‘Independent’ church body for abuse inquiry controlled by bishops

AUSTRALIA
The Guardian (United Kingdom)

Stephen Crittenden
theguardian.com, Tuesday 27 August 2013

A body set up by the Catholic church in Australia to oversee its dealings with the royal commission into child sexual abuse is not the predominantly lay-run organisation it has been represented as, according to documents obtained by Guardian Australia.

The Truth, Justice and Healing Council was established last January by the Australian Catholic Bishops Conference and Catholic Religious Australia to prepare documents and legal submissions for the royal commission and review the church’s existing abuse protocols. It is chaired by retired NSW supreme court judge Barry O’Keefe, with former general secretary of the Australian Medical Association Francis Sullivan as its chief executive and media face.

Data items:
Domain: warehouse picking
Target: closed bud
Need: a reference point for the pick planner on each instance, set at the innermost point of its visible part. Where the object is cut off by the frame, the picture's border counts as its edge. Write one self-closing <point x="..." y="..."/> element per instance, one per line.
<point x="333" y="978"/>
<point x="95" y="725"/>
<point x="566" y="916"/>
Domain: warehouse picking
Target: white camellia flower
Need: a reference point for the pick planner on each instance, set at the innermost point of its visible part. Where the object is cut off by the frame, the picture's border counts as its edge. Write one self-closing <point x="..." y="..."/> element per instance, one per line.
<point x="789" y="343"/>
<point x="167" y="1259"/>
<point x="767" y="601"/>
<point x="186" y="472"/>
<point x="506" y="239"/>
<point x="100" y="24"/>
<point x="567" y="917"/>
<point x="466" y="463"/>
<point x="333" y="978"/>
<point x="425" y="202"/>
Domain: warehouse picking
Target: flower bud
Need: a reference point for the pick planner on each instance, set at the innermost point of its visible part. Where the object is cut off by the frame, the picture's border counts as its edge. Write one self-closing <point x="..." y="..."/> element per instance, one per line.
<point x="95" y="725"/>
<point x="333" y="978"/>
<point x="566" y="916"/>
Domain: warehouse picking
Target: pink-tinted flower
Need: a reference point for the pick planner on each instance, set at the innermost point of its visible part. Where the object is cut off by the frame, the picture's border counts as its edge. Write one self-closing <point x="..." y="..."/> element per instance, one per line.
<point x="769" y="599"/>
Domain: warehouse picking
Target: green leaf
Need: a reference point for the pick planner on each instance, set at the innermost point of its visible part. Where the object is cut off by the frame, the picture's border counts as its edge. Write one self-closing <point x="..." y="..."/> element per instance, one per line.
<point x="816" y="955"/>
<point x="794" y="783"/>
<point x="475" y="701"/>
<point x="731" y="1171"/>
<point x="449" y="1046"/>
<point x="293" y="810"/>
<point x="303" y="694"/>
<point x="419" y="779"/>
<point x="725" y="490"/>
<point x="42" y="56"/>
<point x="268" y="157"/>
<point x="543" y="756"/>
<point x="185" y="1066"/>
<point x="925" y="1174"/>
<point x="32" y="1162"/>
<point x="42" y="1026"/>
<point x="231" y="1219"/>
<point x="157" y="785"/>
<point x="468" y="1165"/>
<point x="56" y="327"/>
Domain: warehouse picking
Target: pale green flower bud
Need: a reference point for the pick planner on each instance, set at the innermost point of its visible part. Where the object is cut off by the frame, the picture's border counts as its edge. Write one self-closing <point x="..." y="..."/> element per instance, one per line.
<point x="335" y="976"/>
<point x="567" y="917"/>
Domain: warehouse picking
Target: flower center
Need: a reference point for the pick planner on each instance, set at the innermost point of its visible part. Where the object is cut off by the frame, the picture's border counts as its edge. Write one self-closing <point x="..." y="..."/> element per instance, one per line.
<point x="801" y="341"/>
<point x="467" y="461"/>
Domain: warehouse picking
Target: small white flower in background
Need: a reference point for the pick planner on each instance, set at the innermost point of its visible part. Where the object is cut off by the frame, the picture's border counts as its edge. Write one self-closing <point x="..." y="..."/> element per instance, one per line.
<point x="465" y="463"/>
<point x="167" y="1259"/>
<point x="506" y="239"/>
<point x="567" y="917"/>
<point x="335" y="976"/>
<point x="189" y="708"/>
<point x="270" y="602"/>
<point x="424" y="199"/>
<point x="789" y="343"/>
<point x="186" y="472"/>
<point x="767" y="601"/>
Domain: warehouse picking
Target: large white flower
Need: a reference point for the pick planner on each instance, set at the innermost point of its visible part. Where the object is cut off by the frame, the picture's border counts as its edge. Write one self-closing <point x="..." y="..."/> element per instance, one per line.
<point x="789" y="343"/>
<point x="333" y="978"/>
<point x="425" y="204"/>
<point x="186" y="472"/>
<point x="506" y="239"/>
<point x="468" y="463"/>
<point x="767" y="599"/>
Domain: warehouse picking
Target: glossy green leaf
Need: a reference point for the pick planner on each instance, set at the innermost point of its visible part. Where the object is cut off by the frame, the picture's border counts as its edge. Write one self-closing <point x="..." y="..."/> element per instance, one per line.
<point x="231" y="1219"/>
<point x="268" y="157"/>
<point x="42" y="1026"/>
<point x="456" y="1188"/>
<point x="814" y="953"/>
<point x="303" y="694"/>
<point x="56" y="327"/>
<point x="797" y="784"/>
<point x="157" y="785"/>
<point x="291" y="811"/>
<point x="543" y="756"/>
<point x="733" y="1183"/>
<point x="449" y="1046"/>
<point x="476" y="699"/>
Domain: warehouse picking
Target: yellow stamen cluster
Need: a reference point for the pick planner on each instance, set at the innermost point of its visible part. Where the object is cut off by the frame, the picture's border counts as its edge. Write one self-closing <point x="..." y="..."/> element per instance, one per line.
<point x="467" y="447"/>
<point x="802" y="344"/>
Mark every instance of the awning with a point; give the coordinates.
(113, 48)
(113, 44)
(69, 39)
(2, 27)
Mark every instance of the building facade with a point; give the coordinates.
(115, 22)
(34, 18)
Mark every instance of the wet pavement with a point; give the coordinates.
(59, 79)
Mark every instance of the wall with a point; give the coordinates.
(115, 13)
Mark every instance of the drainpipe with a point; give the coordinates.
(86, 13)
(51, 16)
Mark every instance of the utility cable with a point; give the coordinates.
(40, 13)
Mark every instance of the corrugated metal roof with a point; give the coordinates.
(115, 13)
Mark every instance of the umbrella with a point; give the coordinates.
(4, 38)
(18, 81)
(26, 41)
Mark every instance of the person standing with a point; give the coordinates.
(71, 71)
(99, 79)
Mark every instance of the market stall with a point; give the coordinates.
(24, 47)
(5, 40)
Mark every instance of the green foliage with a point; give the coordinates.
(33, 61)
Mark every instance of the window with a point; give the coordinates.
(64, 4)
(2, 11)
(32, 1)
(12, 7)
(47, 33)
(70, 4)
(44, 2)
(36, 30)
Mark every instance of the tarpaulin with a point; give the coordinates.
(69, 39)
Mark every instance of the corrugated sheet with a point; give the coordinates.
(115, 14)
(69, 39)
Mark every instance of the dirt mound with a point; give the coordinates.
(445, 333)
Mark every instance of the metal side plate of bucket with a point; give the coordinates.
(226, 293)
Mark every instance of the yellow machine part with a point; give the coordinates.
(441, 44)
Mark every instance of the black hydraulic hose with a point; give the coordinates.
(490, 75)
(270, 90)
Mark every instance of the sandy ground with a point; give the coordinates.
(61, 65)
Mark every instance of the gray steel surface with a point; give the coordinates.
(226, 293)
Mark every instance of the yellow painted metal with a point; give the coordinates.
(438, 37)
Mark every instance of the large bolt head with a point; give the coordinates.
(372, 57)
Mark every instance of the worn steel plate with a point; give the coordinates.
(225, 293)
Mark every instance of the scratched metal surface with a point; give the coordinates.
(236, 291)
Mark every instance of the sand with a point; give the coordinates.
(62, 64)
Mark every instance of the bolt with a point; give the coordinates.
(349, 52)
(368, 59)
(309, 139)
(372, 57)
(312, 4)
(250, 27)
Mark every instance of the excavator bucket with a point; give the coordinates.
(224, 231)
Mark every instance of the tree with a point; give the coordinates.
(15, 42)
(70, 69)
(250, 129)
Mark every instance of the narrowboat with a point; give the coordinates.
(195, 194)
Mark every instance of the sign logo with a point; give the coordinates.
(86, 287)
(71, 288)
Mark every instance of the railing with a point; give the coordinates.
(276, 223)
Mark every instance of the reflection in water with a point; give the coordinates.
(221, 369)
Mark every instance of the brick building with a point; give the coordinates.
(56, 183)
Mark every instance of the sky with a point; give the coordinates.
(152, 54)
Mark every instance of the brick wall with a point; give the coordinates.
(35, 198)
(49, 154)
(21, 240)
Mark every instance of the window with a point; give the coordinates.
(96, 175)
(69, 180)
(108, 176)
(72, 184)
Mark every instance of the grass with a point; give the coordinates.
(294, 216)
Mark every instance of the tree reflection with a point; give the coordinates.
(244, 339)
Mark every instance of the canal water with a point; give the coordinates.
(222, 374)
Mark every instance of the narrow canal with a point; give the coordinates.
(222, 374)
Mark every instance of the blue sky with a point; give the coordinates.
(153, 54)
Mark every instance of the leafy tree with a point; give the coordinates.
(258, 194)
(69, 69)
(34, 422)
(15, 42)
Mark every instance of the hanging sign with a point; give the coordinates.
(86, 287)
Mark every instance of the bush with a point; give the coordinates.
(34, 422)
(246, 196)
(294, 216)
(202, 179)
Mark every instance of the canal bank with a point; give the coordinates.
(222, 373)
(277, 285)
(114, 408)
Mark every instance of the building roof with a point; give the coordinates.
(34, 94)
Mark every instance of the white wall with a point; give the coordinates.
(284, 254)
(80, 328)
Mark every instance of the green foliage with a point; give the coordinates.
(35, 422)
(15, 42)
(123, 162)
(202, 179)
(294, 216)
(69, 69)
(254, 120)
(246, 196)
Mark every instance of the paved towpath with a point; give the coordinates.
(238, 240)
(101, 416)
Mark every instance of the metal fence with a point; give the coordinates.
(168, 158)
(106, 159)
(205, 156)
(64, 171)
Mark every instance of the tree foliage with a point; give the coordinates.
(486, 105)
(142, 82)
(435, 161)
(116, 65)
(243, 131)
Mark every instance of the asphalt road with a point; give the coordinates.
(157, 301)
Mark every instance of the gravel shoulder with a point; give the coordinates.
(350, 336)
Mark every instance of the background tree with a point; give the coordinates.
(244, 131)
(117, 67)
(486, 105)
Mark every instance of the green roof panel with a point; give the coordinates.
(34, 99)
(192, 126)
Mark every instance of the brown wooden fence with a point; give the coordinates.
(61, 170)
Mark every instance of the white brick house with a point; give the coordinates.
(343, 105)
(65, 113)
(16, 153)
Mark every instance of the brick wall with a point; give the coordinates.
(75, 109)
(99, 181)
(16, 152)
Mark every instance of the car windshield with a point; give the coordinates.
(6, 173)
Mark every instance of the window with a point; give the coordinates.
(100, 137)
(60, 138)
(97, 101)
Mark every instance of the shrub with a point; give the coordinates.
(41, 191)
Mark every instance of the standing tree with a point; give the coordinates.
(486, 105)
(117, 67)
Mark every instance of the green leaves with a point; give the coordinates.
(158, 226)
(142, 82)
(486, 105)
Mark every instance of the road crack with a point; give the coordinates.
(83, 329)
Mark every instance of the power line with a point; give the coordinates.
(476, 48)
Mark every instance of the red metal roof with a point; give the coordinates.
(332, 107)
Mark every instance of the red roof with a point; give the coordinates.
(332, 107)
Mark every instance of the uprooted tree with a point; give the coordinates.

▸ WHAT IS REQUIRED
Carry on the news article about the Catholic church's abuse-inquiry council, starting right after its last sentence. The records have no connection to the news article about the Catholic church's abuse-inquiry council.

▸ RESULT OF THE TASK
Although two of its 13 members are bishops – Mark Coleridge, the archbishop of Brisbane; and William Wright, the bishop of Maitland-Newcastle – the TJH Council has been promoted from the outset as a lay-dominated organisation operating at arm’s length from the hierarchy, and its own press releases describe it as an “independent advisory group”.

In fact, the council is tightly controlled by a separate 11-member “supervisory group” made up of bishops and heads of religious orders. The existence of this second body is referred to in the TJH Council’s terms of reference, but its size and membership have never been made public.